Given passage:
.....
The Committee on Economic, Social and Cultural Rights this afternoon concluded its seventieth session after adopting concluding observations and recommendations on the reports of Kuwait, Azerbaijan, Bosnia and Herzegovina, Bolivia and Nicaragua.
The concluding observations and recommendations will be available on the webpage of the session on Monday, 18 October.
In his concluding remarks, Mohamed Ezzeddine Abdel Moneim, Committee Chair, said the Committee had engaged with the delegations of Kuwait, Azerbaijan, Bosnia and Herzegovina, Bolivia and Nicaragua in many ways, both in person and remotely. He regreted that in one case the delegation of a State party did not provide responses to the Committee.
The Chair said that this was the first time the Committee was meeting in person since the beginning of the COVID-19 pandemic. All issues relating to the pandemic came under the Committee’s mandate. The Committee had published guidelines on the management of the pandemic and vaccines, which he hoped would receive the attention they deserved. The meetings were carried out in hybrid mode. The Committee was very much aware that the pandemic had affected the enjoyment of economic, social, and cultural rights and how critical it was to pursue the important work of the Committee, despite the numerous challenges which it was determined to face. The Committee looked forward to being able to welcome numerous stakeholders to the meeting room again, in particular the non-governmental organizations which had followed the Committee’s work closely and supported its activities over the years.
Regarding the Committee’s work under the Optional Protocol to the Covenant, the Committee had examined three communications, declaring two of them inadmissible, according to the requirements set by the Optional Protocol. The Committee found a violation of the Covenant under the Optional Protocol in one communication. The Committee also decided to discontinue the examination of 12 individual communications. Under the follow-up to views mechanism, the Committee had examined the implementation of three views on individual communications and its report on follow-up to views would be made public.
The Committee had been working on other matters, including on two general comments. The draft of the general comment on Covenant obligations related to land was being discussed and the Chair expected it would be submitted by the rapporteurs to the next session of the Committee.
The Committee adopted its annual report regarding the sixty-ninth and seventieth sessions.
In conclusion, the Chair said that at the seventy-first session, the Committee would review reports of Bahrain, Belarus, Czech Republic, Democratic Republic of Congo, Serbia and Uzbekistan. The seventy-first session of the Committee is scheduled to be held from 14 February to 4 March 2022. The Chair said he hoped that it would be an “in person” session and that the Committee would continue its regular review of State party reports, and other regular work, together, in Geneva and in the presence of the delegations and civil society stakeholders.
.....
Entries provided:
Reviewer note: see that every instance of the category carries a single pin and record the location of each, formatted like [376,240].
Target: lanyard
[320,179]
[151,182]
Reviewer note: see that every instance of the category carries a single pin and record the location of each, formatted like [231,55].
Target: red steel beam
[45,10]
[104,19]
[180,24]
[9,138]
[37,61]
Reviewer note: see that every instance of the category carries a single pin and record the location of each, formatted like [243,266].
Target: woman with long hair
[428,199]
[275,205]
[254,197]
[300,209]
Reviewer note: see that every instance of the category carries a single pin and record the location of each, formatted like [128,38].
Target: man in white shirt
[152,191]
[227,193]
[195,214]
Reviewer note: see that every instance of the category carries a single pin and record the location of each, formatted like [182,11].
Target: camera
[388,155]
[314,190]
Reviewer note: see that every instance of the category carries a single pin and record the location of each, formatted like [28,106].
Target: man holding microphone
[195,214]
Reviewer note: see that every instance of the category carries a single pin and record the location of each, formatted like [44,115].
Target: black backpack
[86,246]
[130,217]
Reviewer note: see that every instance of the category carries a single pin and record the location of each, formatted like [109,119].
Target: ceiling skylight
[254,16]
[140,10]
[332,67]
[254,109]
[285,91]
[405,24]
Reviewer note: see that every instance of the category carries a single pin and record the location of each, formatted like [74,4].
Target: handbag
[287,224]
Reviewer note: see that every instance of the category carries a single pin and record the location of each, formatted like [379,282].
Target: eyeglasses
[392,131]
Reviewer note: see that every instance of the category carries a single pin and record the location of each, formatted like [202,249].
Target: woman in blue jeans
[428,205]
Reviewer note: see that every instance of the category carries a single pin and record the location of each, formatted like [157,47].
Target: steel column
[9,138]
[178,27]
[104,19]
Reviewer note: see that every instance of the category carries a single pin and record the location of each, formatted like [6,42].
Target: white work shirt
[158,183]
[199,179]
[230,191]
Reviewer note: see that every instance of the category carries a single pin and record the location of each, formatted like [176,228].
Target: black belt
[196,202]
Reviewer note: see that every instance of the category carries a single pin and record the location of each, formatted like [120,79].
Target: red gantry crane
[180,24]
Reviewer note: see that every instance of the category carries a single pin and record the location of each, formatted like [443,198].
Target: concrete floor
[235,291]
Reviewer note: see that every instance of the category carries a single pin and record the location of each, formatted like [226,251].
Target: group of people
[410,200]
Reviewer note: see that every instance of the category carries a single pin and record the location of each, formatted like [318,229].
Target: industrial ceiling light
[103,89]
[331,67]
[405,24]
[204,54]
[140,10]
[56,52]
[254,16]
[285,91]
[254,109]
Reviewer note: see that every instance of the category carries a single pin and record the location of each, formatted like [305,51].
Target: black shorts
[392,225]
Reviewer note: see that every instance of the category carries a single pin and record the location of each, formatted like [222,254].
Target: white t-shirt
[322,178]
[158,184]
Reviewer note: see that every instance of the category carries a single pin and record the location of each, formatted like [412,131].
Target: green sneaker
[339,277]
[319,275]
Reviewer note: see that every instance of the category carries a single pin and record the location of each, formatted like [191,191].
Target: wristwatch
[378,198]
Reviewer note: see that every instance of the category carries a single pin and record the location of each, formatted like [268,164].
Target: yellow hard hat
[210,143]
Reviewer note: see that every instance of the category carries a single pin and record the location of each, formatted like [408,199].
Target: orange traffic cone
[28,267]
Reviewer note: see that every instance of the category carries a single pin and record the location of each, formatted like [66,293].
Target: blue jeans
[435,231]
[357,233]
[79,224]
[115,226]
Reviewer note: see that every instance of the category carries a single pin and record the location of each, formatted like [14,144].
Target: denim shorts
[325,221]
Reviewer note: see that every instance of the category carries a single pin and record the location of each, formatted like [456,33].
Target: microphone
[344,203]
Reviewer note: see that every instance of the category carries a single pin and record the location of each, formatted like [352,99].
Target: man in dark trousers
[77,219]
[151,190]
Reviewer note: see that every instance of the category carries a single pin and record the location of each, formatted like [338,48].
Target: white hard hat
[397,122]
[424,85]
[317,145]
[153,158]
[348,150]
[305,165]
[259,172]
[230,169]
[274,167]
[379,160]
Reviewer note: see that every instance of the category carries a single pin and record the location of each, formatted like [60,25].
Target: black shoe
.....
What you need to do:
[1] Say whether each statement below agrees with the session summary. Answer yes or no, and quote the words of the session summary that decide it.
(a) The Committee adopted concluding observations on the report of Bolivia.
(b) The Committee found violations of the Covenant in two communications.
(c) The seventy-first session is scheduled to begin in January 2022.
[2] Answer these questions from the session summary:
(a) On what day will the concluding observations and recommendations be available on the session webpage?
(b) How many individual communications did the Committee decide to stop examining?
(c) Which sessions does the Committee's annual report cover?
[3] Rewrite the paragraph of the session summary that begins "Regarding the Committee's work under the Optional Protocol" as a bulleted list, keeping its main facts.

Answers to the tasks:
[1]
(a) Yes: "adopting concluding observations and recommendations on the reports of Kuwait, Azerbaijan, Bosnia and Herzegovina, Bolivia and Nicaragua"
(b) No: "The Committee found a violation of the Covenant under the Optional Protocol in one communication."
(c) No: "scheduled to be held from 14 February to 4 March 2022"

[2]
(a) Monday, 18 October
(b) 12
(c) The sixty-ninth and seventieth sessions

[3]
- Examined three communications and declared two of them inadmissible under the Optional Protocol's requirements.
- Found a violation of the Covenant in one communication.
- Decided to discontinue the examination of 12 individual communications.
- Examined the implementation of three views on individual communications under the follow-up to views mechanism. Its report on follow-up to views will be made public.